(SELECTED EXCERPT begins)

My research combines genomics and molecular biology to understand the intersection of effector biology and immune perception in Gram-positive plant-associated pathogens and their plant hosts.

Comparative Genomics of Clavibacter Bacteria

With the decreasing costs of sequencing, comparative genomics is reaching a new era where hundreds to potentially thousands of microbes can be sequenced at once. This provides incredible power to formulate hypotheses about the functional contribution of bacterial loci to a biological process. This work uses emerging technologies to develop a robust genomic dataset and enable hypothesis generation of functional contribution of effector driven host range.

Plant Immune Perception of Gram-positive Bacteria

The plants we encounter every day are always seemingly healthy. But under the right conditions, they can get sick. To combat disease, they have developed innate immune systems to perceive potential pathogens and respond accordingly to limit disease development. This has been studied extensively in many microbes and pathogens except for Gram-positive actinobacterial pathogens. This work focuses to characterize the potential for immune perception and response to these pathogens.

(SELECTED EXCERPT ends)
(LISTED ENTRIES begins)

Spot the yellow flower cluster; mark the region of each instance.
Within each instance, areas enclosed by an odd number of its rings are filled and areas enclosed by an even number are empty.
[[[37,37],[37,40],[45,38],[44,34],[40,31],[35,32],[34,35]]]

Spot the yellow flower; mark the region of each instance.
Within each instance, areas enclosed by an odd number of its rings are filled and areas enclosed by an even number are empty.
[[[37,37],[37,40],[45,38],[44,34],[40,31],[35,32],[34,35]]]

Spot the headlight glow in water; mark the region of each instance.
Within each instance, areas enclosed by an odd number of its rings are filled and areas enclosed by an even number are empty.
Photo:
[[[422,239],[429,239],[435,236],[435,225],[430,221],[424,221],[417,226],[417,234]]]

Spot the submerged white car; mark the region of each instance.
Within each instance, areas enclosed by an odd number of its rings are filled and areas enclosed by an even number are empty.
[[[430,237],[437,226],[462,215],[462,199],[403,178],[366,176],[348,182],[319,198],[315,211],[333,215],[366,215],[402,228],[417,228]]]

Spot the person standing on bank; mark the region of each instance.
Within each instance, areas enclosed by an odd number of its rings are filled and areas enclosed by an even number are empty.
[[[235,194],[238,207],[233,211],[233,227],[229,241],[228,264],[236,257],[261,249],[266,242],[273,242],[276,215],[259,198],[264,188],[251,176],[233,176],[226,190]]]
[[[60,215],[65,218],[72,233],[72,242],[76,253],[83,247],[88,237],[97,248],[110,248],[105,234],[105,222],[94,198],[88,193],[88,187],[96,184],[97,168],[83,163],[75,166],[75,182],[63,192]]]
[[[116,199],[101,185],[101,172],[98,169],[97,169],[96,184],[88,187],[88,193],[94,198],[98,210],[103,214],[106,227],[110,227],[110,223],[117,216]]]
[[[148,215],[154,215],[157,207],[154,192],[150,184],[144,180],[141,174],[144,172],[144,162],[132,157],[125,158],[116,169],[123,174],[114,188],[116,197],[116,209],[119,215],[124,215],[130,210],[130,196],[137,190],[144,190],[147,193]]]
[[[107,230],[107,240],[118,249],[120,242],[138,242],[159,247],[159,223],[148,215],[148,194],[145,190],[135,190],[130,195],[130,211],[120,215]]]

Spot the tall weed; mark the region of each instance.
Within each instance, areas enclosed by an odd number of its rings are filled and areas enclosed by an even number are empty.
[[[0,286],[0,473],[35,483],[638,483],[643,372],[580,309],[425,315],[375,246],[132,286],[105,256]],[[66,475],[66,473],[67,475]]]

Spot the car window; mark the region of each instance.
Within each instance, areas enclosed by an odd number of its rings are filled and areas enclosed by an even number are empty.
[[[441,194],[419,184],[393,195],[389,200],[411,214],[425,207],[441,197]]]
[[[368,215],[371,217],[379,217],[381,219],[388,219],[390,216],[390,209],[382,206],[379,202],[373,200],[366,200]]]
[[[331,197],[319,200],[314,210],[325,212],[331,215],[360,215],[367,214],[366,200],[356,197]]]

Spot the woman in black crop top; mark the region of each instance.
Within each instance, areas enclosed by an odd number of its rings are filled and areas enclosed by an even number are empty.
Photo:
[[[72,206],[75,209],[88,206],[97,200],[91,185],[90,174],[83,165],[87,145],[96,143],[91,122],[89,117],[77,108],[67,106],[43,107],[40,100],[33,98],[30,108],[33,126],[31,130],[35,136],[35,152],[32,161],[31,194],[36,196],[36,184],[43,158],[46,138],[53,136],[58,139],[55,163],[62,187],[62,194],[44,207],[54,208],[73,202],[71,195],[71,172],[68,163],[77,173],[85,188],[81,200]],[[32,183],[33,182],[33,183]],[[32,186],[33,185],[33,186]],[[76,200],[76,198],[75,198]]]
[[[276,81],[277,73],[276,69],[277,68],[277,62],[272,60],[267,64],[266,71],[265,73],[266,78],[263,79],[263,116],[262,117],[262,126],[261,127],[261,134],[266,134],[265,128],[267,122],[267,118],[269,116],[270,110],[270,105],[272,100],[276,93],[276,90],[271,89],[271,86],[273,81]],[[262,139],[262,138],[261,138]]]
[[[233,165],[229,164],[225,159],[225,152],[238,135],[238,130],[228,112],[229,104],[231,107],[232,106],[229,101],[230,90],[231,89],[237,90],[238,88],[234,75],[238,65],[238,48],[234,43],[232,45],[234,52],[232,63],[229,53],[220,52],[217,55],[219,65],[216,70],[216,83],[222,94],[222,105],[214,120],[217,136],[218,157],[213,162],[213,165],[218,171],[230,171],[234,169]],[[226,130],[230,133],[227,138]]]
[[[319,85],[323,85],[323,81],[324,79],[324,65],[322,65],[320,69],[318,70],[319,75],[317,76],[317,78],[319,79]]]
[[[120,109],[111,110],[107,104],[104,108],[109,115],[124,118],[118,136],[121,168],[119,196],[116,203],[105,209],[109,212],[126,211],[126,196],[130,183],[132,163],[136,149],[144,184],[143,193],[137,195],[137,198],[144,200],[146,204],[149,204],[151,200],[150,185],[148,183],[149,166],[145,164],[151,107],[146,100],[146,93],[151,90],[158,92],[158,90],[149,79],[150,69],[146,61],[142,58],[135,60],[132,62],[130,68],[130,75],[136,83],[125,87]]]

(LISTED ENTRIES ends)

Please reproduce the passage of the research overview that begins at the words "Comparative Genomics of" and stops after the words "driven host range.". The entries are separate material and have no connection to the research overview.

Comparative Genomics of Clavibacter Bacteria

With the decreasing costs of sequencing, comparative genomics is reaching a new era where hundreds to potentially thousands of microbes can be sequenced at once. This provides incredible power to formulate hypotheses about the functional contribution of bacterial loci to a biological process. This work uses emerging technologies to develop a robust genomic dataset and enable hypothesis generation of functional contribution of effector driven host range.